[Dataset entries]

◇ ◇ ◇

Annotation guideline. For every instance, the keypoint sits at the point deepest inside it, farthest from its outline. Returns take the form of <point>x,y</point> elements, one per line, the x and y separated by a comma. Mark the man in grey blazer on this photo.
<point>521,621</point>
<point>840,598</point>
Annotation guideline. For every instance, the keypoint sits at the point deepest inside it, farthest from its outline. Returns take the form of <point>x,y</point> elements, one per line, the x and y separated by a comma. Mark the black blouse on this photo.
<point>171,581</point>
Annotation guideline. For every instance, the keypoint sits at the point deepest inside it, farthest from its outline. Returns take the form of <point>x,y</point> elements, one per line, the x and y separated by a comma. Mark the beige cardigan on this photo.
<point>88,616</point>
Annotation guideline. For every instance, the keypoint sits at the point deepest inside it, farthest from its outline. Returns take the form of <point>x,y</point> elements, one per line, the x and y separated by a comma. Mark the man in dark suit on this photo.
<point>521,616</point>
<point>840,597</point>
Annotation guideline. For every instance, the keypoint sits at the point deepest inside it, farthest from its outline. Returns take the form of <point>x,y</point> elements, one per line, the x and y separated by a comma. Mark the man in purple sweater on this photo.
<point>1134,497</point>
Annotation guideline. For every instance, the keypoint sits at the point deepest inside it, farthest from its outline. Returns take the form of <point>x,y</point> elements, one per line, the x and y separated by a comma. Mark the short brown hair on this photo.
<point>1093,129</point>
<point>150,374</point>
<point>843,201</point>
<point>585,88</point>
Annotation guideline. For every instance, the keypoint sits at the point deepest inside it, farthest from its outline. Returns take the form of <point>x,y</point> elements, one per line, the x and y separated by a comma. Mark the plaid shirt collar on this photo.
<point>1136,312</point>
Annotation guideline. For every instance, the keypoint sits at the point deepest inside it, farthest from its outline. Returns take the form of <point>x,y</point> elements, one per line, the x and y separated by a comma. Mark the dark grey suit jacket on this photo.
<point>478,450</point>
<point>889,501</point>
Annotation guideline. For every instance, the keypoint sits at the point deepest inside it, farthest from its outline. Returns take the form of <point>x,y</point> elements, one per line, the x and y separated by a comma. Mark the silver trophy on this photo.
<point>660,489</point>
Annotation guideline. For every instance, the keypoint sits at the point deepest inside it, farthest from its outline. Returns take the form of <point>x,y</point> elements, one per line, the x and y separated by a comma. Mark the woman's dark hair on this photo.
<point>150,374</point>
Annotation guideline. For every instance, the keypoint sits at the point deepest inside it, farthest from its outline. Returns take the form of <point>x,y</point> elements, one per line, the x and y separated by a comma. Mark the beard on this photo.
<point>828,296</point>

◇ ◇ ◇

WORK REQUEST: Write out, word for word, the line containing "dark hair on this photo." and all the lines after it in the entries above, and nothing more.

RESPONSE AREA:
Annotation guideline. For every instance, the keypoint sits at the point deepest inside it, farthest from its outline. Returns take the form of <point>x,y</point> elements, one per line, the x and y separated by a comma. Mark the woman's dark hair on this photo.
<point>150,374</point>
Annotation guideline. For every instance, the keypoint sits at the point deepest inside it, farthest from its outline. Returns take the form of <point>x,y</point> elements, one per line, the x and y separated by a comma. Mark the beard on this photo.
<point>828,296</point>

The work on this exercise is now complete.